• [Document segment]
════════════════

Small towns seem to attract retirees — and families if the towns are close to a large city. Often it is because of the less expensive home prices plus the “small town” atmosphere. Once Lodi was like that as far as home prices went. Lodi’s downtown still has the small town atmosphere which is part of its attraction.

To the north is Galt, a town which is attracting both families and retirees. If you travel east on Twin Cities Road and then go south at Fermoy, Carillon, or Marengo you’ll be amazed at the amount of homes — both older and new subdivisions. Shopping centers along Twin Cities Road are the result of this building boom. And downtown Galt is gaining a nice atmosphere with potential for the future.

Recently my stepdaughters from Fresno visited — Lindy Willey and Paula Garten. After a nice chat at my house we headed to downtown Galt for lunch and exploration. They enjoyed the atmosphere of the Brewster Building, which housed the first post office in 1869, and the wine cellar viewed through glass on the floor as you enter. Then it was off to explore the small downtown section, and they were pleasantly surprised.

From antique stores to small, intimate cafes with outdoor seating, they found it quite charming. Then they discovered Spaans Cookies which made their day. One daughter purchased freshly baked cookies while the other concentrated on unique cups and a totally fascinating cookie jar. They said they’d return to Galt soon to try one of the cafes. And I want to take a tour of Spaans. You can view their cookie “assembly line” at one of their real windows on Fourth Street — the remaining windows are painted on the building.

While Galt (25,000 residents) is smaller than Lodi, it has the potential Lodi had when we arrived in 1977. With its smaller size, merchants greet you, often personally, and often stop to chat.

════════════════

• [Object position labeling entries]
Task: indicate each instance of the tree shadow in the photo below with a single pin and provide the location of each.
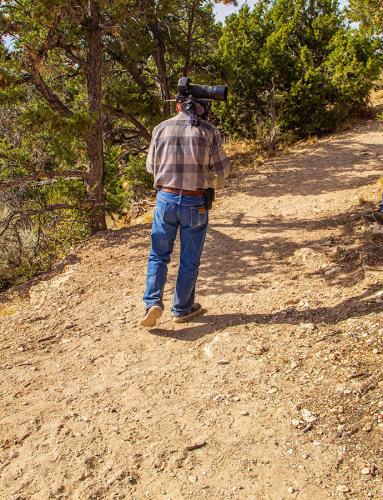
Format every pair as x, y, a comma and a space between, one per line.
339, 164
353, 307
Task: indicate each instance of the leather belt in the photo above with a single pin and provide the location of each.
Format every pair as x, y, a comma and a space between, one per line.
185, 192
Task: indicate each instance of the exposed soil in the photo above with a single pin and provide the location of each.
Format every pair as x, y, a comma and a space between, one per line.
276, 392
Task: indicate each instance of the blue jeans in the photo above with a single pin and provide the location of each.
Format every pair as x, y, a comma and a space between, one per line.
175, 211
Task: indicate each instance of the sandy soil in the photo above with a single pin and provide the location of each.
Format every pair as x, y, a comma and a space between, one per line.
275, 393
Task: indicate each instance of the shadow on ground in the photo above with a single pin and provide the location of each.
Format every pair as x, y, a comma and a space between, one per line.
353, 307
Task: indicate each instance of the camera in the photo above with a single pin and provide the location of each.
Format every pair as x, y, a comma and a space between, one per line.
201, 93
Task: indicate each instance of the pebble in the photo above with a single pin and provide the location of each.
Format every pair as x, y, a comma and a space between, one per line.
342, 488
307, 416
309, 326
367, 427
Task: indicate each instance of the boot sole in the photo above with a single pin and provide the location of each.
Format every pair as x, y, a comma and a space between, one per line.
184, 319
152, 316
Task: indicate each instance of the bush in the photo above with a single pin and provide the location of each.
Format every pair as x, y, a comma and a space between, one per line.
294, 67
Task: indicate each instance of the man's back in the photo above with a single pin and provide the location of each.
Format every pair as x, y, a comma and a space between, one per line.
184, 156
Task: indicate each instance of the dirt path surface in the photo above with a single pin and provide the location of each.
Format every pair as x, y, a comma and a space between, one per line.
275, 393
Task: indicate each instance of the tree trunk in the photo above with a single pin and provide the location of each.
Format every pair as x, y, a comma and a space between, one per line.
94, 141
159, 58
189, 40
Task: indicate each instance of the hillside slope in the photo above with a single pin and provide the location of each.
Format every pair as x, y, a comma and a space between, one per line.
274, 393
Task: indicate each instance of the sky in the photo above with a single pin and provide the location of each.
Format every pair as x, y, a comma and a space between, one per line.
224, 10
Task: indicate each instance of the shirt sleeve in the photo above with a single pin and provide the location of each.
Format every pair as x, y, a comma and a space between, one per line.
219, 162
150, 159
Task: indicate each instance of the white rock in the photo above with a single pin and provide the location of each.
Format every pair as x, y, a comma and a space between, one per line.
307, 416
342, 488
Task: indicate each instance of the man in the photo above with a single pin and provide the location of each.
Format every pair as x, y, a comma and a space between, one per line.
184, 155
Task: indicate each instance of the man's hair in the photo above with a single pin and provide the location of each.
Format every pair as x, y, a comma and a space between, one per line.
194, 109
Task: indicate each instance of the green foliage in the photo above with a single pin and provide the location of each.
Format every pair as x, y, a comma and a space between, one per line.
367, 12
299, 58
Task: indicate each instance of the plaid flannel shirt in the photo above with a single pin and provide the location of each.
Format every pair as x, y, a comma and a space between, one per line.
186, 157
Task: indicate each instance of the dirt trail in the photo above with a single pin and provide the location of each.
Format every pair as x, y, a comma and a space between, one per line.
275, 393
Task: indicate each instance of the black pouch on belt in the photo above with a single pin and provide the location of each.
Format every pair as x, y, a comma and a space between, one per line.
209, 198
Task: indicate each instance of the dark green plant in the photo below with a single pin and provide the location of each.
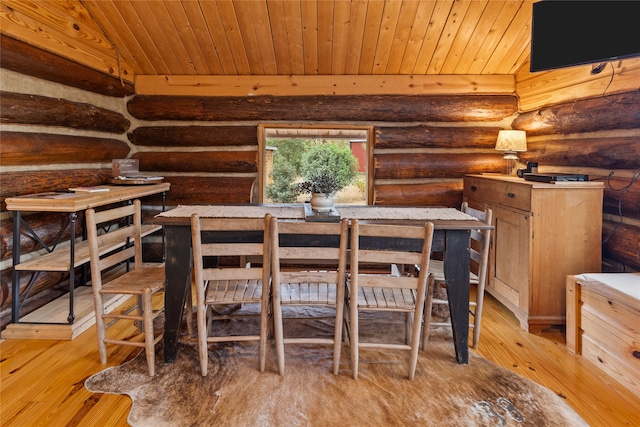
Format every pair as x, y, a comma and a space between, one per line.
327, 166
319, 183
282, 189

════════════════

• [Your tasks]
- a) Condense the paragraph of the article about Galt that begins "To the north is Galt" into a short bulleted list that keeps its main facts.
- b) According to the article about Galt, in what year did the Brewster Building house the first post office?

• [Final results]
- a)
- Galt, to the north, is attracting both families and retirees.
- Going east on Twin Cities Road and then south at Fermoy, Carillon, or Marengo reveals many homes, in both older and new subdivisions.
- This building boom has produced shopping centers along Twin Cities Road.
- Downtown Galt is gaining a nice atmosphere with potential for the future.

- b) 1869